BEGIN Listed records

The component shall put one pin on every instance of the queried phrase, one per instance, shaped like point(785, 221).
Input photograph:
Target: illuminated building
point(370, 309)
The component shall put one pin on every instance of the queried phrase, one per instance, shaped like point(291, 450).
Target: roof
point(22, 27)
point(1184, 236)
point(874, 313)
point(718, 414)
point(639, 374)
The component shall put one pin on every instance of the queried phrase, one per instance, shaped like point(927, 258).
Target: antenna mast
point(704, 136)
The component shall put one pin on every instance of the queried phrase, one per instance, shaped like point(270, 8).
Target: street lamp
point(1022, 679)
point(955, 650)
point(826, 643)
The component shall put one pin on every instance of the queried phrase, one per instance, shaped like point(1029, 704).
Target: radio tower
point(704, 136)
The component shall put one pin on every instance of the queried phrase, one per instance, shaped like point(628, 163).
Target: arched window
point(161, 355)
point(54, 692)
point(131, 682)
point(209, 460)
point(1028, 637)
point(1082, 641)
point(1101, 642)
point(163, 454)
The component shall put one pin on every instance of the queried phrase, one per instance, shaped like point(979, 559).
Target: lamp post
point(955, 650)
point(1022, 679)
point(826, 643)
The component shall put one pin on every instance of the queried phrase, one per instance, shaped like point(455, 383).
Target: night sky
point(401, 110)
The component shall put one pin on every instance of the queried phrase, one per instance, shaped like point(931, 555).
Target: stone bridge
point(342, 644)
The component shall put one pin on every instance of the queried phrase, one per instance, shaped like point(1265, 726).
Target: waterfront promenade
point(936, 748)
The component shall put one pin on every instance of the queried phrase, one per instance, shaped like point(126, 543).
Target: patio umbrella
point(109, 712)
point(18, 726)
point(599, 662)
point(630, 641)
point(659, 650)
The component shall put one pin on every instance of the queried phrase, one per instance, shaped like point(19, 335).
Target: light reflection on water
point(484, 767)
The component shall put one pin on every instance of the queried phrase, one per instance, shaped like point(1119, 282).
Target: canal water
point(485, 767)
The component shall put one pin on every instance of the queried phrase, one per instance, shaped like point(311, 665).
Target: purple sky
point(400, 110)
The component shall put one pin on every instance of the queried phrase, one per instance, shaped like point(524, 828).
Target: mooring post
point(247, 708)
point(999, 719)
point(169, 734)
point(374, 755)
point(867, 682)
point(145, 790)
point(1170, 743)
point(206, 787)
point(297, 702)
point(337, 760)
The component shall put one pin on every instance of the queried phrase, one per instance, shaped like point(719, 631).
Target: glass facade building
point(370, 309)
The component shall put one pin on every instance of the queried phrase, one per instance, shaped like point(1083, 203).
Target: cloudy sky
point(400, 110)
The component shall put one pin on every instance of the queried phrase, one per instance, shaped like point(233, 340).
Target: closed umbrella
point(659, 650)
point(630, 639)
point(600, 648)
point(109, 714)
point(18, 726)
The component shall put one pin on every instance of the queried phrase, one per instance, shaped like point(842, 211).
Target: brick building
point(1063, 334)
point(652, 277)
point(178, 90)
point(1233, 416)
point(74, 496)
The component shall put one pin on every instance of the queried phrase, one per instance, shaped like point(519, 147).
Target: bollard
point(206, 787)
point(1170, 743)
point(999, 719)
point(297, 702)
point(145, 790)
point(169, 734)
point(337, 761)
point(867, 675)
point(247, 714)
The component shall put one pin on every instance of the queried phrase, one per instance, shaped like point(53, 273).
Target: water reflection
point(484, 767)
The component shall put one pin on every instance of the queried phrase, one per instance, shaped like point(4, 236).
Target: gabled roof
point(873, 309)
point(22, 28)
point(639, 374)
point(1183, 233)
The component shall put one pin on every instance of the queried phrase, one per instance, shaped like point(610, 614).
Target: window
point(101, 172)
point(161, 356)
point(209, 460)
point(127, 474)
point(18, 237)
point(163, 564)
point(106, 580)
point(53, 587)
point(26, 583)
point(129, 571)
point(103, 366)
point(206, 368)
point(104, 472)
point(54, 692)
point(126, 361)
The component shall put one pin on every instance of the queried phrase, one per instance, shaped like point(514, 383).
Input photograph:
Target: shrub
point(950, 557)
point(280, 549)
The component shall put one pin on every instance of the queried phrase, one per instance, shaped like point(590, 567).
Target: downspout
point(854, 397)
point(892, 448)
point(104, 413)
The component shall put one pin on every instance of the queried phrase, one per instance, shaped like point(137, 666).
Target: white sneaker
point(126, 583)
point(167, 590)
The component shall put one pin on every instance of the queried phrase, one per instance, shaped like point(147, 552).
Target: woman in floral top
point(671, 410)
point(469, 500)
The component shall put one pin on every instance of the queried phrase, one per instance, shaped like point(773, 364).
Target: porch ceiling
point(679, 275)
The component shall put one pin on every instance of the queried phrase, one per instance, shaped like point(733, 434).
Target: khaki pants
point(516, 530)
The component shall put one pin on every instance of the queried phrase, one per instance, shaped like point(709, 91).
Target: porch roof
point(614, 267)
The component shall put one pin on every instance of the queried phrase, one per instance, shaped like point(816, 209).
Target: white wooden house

END Listed records

What you should do
Reproduce the material above verbatim, from its first line through its last, with no alterations.

Expected answer
The component shall put one pin on every instance of the queried phrase, one per instance, shaped like point(785, 221).
Input photograph:
Target: illuminated building
point(370, 309)
The component shall put one pin on every instance of the queried phrase, one per instance, shaped like point(291, 450).
Target: roof
point(22, 27)
point(1184, 236)
point(874, 313)
point(718, 414)
point(639, 374)
The component shall put one pin on every instance of the queried phrase, one per instance, shaped like point(927, 258).
Target: antenna mast
point(704, 136)
The component shall put one pin on every instance of the queried phrase, one per instance, shaped like point(270, 8).
Target: street lamp
point(1022, 679)
point(955, 650)
point(826, 643)
The component shall put one pin on every instance of the queried phrase, one per instance, shaped like point(1029, 704).
Target: radio tower
point(704, 136)
The component shall put one pin on every instance of the queried phrase, one per instance, shaped like point(628, 163).
Target: arched window
point(161, 355)
point(54, 692)
point(131, 682)
point(209, 460)
point(1028, 637)
point(1082, 641)
point(1101, 642)
point(163, 454)
The component shall put one pin on every instance of the queried phrase, one per instance, shaped like point(979, 559).
Target: lamp post
point(955, 650)
point(1022, 679)
point(826, 643)
The component shall put one pin on every instance of the queried phrase, one per instance, shaped like point(455, 383).
Target: night sky
point(401, 110)
The component shall put one pin on every instance of the queried phrase, one per instance, shaped like point(931, 555).
Target: stone bridge
point(342, 644)
The component shall put one pin on every instance of the queried phrase, one per instance, shaped like point(1265, 726).
Target: waterfront promenade
point(936, 748)
The component shall put one pin on every instance of the queried phrase, one per instance, shaped like point(126, 543).
Target: patio umbrella
point(109, 712)
point(18, 726)
point(599, 662)
point(630, 641)
point(659, 650)
The component shall put one pin on every instance of the queried phrase, one per instance, shaped like point(19, 335).
Target: light reflection on water
point(484, 767)
The component shall put one pin on every instance of the queried phrase, one per instance, shaped like point(1119, 282).
Target: canal water
point(485, 767)
The component shall put one pin on every instance of the queried phrase, one per instance, shaped like point(311, 665).
Target: purple sky
point(400, 110)
The component shall put one pin on every instance of the queried phrase, one per instance, shaped like point(524, 828).
Target: mooring post
point(247, 708)
point(999, 719)
point(169, 734)
point(374, 755)
point(867, 682)
point(145, 790)
point(1170, 743)
point(206, 787)
point(297, 702)
point(337, 760)
The component shall put one pin on every instance of the queried phrase, one per instance, shaped like point(719, 631).
Target: glass facade building
point(370, 309)
The component shall put one pin on every instance of the queried phrase, one per instance, shaped like point(1083, 203).
Target: cloudy sky
point(400, 110)
The component shall put one pin on every instance of the queried phrase, one per instance, shaped like point(233, 340).
Target: closed umbrella
point(659, 650)
point(630, 639)
point(600, 648)
point(109, 714)
point(18, 726)
The component shall put one pin on every instance of the queried phrase, one per instance, shaped like point(842, 211).
Target: brick building
point(1063, 334)
point(652, 277)
point(178, 90)
point(1233, 416)
point(74, 496)
The component shall put one pin on every instance of the queried phrase, one per instance, shaped like point(519, 147).
Target: bollard
point(206, 787)
point(1170, 743)
point(999, 719)
point(297, 702)
point(145, 790)
point(169, 734)
point(337, 761)
point(867, 675)
point(247, 714)
The component shall put one pin on every instance of the queried phrase, one per instance, shaped like point(53, 273).
Target: water reflection
point(484, 767)
The component shall put one pin on every instance of the queried phrase, one per instance, shaped like point(4, 236).
Target: gabled roof
point(873, 309)
point(22, 28)
point(639, 374)
point(1183, 233)
The component shall put one pin on every instance of the queried phrase, one per instance, shaped like point(610, 614).
Target: window
point(101, 172)
point(161, 356)
point(209, 460)
point(127, 474)
point(18, 237)
point(163, 564)
point(106, 580)
point(53, 587)
point(26, 583)
point(129, 571)
point(103, 366)
point(206, 368)
point(104, 472)
point(54, 692)
point(126, 361)
The component shall put one pin on every instance of the queried phrase, one per instance, shaped like point(514, 383).
Input photograph:
Target: shrub
point(950, 557)
point(280, 549)
The component shall put one pin on every instance of the queried phrase, one per instance, shaped like point(590, 567).
Target: downspout
point(854, 397)
point(892, 448)
point(104, 413)
The component shall put one pin on every instance of the queried phrase, one per instance, shaped like point(137, 666).
Target: white sneaker
point(126, 583)
point(167, 590)
The component shall put one pin on every instance of the queried phrase, one per instance, shaped like point(147, 552).
Target: woman in floral top
point(671, 410)
point(469, 500)
The component shall put one pin on every instance of the queried phrase, one per instance, shaped like point(773, 364).
Target: porch ceiling
point(679, 275)
The component shall put one pin on every instance of the queried phrase, one per instance, shaped like point(733, 434).
Target: khaki pants
point(516, 530)
The component shall put one pin on every instance of the queried phrase, one per instance, shaped like point(709, 91).
Target: porch roof
point(614, 267)
The component shall put one pin on every instance of the queried phrase, one per instance, shaped like point(816, 209).
Target: white wooden house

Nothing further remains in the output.